Source
»»

We're not quite that bad right now; efforts already taken probably dropped it to something more like 3°C of warming by 2100 with further warming thereafter.

[–] comradechestnut@slrpnk.net 9 points 16 hours ago

not quite that bad

Except several experts have surmised that at 3ºC we will experience civilizational collapse. Stefan Rahmstorf, for example, said recently that “We simply wouldn’t reach three degrees because... we’d be in such deep trouble that basically the economy collapses.”

[–] Rhaedas@fedia.io 8 points 17 hours ago (1 children)

That's still the lowest end of RCP8.5. Many are projecting that we could be on RCP4.5 once we reach where the pathways would diverge (2050), the problem with that is it assumes some large scale CCS and a flatlining of emissions (net zero). If those happen, then 3 degrees might be a top end and we'll only have a small amount of catastrophe(?!).

My disbelief is a number of things - human nature to change is a big one, I can't see us changing much without a huge motivational reason (read major disasters and/or population decrease from impacts). Another is the physics of CCS, the scale needed for any large effect is just beyond anything we can do, and I think it might be far more than just the energy requirements, so say a fusion breakthrough may not improve the abilities. Lastly, the feedbacks that will be set off as we go into 2 degrees will take over the path the Earth's environment changes towards, and we can't stop them.

We need to continue to talk about heavy reductions in emissions, which also means lessening consumption and growth of everything. Not only to reduce the future results, but to prepare for living in a harsher world where that kind of society can't exist. We're in an extinction event, and we better pre-adapt before it's necessary otherwise we'll be one of the species. That may already be a foregone conclusion, but it will be a certainty if we continue how we've been going.

[–] Aksamit@slrpnk.net 5 points 16 hours ago* (last edited 14 hours ago)

By 2030 we are going to be 40% over capacity on fresh water resources globally.

This massive drought is likely to kill a few billion people around the world before the massive global famine will get the rest of us.

««

List of tasks
• 1. In the climate thread, what amount of warming by 2100 does the opening line say current efforts have probably brought the world down to?
• 2. Carry on the climate thread, picking up after its final line.

[Records contained in a dataset]
»»

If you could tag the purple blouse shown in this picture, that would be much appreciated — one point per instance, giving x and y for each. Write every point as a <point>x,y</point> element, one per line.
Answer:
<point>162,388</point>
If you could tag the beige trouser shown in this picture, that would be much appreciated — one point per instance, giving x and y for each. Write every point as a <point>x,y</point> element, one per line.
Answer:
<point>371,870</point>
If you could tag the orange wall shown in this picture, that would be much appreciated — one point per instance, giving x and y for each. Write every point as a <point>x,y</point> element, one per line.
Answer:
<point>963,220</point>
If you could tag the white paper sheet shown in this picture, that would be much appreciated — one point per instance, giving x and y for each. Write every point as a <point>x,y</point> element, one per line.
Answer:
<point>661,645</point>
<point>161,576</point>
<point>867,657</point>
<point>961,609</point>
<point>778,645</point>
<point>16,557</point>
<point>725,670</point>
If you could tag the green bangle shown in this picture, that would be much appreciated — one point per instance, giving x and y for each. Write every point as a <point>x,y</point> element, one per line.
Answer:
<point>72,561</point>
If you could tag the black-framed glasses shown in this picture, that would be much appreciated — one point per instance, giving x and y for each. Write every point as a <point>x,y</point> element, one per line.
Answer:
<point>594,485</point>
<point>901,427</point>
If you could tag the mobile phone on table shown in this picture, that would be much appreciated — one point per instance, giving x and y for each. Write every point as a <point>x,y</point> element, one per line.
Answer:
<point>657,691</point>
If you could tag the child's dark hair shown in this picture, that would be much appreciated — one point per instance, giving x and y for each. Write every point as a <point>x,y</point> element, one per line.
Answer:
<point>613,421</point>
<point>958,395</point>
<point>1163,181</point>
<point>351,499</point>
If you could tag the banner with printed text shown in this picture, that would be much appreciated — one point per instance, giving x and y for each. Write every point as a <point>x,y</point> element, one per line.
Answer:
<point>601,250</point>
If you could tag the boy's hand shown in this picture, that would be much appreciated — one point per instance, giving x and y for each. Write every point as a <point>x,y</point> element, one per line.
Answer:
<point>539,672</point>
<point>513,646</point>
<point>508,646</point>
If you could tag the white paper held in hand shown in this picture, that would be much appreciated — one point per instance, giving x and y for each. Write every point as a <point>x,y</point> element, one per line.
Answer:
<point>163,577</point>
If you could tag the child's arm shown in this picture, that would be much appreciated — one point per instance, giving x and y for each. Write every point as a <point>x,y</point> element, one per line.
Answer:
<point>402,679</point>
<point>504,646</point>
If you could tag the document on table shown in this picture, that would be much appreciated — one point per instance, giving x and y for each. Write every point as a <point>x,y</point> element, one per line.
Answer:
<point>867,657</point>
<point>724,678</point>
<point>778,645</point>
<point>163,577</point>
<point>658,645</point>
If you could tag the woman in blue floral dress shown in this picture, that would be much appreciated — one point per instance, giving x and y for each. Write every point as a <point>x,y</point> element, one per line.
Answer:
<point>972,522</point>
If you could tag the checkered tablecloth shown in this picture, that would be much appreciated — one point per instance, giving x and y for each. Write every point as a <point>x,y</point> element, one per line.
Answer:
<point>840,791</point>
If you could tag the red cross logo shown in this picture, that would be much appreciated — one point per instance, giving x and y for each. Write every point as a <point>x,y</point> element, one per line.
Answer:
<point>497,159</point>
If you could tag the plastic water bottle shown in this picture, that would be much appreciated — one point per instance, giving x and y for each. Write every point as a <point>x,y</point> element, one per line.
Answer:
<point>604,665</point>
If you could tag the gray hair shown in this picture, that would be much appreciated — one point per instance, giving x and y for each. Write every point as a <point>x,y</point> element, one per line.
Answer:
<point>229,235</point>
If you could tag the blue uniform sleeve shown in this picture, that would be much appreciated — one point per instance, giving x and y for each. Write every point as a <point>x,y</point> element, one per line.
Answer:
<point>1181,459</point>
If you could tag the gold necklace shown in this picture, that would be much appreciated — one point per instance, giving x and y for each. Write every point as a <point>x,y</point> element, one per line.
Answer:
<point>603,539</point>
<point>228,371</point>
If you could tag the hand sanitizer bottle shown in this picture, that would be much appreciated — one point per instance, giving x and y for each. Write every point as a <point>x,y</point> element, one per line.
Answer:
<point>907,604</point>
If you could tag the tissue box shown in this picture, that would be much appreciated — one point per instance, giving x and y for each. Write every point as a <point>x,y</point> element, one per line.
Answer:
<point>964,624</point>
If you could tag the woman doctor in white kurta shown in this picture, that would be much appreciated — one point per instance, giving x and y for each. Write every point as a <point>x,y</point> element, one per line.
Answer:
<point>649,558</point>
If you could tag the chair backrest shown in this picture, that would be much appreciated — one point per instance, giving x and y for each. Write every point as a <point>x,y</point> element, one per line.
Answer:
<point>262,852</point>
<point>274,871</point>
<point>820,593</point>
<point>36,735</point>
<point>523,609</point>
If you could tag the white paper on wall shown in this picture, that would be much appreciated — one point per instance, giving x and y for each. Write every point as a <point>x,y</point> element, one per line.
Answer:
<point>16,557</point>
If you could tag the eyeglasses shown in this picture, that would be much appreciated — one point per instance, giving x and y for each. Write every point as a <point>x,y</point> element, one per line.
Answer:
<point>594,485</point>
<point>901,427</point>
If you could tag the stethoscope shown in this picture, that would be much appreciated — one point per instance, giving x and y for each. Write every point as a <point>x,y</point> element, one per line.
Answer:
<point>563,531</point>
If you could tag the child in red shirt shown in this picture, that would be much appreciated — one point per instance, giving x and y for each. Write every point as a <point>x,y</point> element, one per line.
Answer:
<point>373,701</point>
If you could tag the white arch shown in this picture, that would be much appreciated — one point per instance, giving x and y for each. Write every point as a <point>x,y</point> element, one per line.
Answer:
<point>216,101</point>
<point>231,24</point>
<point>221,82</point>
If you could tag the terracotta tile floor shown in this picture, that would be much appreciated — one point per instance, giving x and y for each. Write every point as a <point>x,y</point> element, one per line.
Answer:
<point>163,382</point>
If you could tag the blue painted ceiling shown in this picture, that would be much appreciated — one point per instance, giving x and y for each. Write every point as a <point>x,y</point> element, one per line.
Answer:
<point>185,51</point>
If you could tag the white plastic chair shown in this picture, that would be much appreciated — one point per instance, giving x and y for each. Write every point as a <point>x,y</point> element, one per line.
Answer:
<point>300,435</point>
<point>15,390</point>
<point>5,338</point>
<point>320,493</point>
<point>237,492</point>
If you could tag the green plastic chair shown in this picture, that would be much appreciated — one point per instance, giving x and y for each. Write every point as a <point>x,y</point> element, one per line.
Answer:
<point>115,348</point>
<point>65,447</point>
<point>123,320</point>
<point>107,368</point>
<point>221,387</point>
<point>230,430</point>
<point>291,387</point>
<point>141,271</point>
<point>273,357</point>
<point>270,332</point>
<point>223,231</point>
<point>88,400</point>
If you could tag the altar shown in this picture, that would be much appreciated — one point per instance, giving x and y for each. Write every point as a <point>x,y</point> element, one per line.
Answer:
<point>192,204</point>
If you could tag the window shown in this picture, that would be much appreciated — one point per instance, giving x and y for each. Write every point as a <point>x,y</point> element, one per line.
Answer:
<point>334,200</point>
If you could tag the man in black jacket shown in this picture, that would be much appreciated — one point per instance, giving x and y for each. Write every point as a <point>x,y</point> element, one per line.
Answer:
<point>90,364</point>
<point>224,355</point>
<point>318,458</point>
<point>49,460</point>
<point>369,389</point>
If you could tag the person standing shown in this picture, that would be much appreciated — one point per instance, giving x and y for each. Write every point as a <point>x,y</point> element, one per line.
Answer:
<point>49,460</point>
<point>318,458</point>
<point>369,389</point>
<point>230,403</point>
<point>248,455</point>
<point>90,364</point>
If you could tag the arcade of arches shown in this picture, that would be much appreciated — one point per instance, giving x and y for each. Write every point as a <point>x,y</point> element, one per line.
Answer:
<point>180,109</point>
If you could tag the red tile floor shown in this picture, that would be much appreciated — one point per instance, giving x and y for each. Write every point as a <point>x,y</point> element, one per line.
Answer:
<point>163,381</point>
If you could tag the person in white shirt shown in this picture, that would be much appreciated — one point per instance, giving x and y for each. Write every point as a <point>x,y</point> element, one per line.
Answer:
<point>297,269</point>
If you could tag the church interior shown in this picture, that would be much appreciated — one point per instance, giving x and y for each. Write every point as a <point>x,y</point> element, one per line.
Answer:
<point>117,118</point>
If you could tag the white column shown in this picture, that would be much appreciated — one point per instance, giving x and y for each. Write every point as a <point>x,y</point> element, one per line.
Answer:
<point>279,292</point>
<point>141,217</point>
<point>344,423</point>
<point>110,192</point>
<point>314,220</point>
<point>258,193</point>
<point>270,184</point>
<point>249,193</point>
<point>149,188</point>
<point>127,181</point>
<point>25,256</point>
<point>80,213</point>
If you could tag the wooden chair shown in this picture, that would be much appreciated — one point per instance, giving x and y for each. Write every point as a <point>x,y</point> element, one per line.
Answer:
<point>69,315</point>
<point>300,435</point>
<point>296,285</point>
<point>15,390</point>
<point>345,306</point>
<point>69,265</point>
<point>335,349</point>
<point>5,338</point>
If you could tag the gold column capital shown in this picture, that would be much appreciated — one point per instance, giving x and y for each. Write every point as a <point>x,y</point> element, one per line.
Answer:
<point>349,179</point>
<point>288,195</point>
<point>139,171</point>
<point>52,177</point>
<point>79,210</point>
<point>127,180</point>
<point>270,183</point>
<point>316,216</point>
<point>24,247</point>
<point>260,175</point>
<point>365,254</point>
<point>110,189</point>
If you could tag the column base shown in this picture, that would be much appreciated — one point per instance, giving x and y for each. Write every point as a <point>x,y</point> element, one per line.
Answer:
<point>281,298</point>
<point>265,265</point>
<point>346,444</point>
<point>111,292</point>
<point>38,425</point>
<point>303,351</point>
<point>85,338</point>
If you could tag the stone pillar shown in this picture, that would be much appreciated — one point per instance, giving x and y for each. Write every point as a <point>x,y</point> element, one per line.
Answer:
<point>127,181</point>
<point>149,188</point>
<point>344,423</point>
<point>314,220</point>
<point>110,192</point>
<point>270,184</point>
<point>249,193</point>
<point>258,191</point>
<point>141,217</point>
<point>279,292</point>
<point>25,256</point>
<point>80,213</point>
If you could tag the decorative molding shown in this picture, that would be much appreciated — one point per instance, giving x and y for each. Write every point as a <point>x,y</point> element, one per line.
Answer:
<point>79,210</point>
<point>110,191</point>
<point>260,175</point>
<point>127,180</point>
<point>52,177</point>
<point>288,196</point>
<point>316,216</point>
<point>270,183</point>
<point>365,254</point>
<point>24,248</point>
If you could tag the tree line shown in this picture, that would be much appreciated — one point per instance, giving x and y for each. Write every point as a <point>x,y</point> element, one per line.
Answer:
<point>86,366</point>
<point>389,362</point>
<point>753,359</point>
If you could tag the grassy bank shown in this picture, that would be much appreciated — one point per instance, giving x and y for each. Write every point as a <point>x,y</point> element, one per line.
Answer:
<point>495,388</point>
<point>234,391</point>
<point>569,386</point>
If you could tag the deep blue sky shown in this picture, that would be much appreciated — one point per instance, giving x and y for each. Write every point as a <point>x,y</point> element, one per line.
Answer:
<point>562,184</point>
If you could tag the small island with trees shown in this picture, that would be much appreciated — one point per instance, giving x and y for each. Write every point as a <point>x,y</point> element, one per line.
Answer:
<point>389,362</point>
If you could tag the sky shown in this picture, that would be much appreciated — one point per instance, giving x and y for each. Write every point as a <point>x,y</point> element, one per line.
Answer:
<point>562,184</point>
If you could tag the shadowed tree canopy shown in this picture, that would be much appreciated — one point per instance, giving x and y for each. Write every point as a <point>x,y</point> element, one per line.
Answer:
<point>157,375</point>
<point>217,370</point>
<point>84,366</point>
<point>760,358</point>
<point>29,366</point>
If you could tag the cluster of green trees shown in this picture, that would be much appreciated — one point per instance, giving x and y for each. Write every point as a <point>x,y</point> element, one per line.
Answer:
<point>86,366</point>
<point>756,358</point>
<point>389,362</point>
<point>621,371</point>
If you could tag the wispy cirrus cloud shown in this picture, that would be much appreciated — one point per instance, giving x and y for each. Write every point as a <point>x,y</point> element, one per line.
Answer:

««

Replies
• 1. Something more like 3°C of warming by 2100, with further warming after that.

• 2.
40% of arable land has already been depleted and 95% will be by 2050.

And this is just water and food.

Once arctic ice sheet coverage gets below 1,000,000 square kilometres, the planet will be absorbing more heat than it reflects. This is called a Blue Ocean Event and this will trigger the Clathrate Gun Hypothesis

2024 Arctic sea ice likely reached its annual minimum extent of 4.28 million square kilometers.

Greenhouse gas emissions are still increasing and Fuelled by climate change, the world's oceans have broken temperature records every single day over the past year.

So it's basically a race between if the drought and famine will kill us all first, or the BOE setting off the Clathrate Gun will. Either way, it is unlikely the human race survives the century.

(Edited to trim that weird BOE link that didn't format fully and to combine that dought/famine sentence so it parsed better.)

[–] eleitl@lemm.ee 4 points 18 hours ago

Which efforts, exactly? The Keeling curve shows zero impact, and the other greenhouse gases are worse.

[–] Sanctus@lemmy.world 4 points 18 hours ago

Thats... Disastrous...

[–] Nyssa@slrpnk.net 1 points 17 hours ago* (last edited 17 hours ago)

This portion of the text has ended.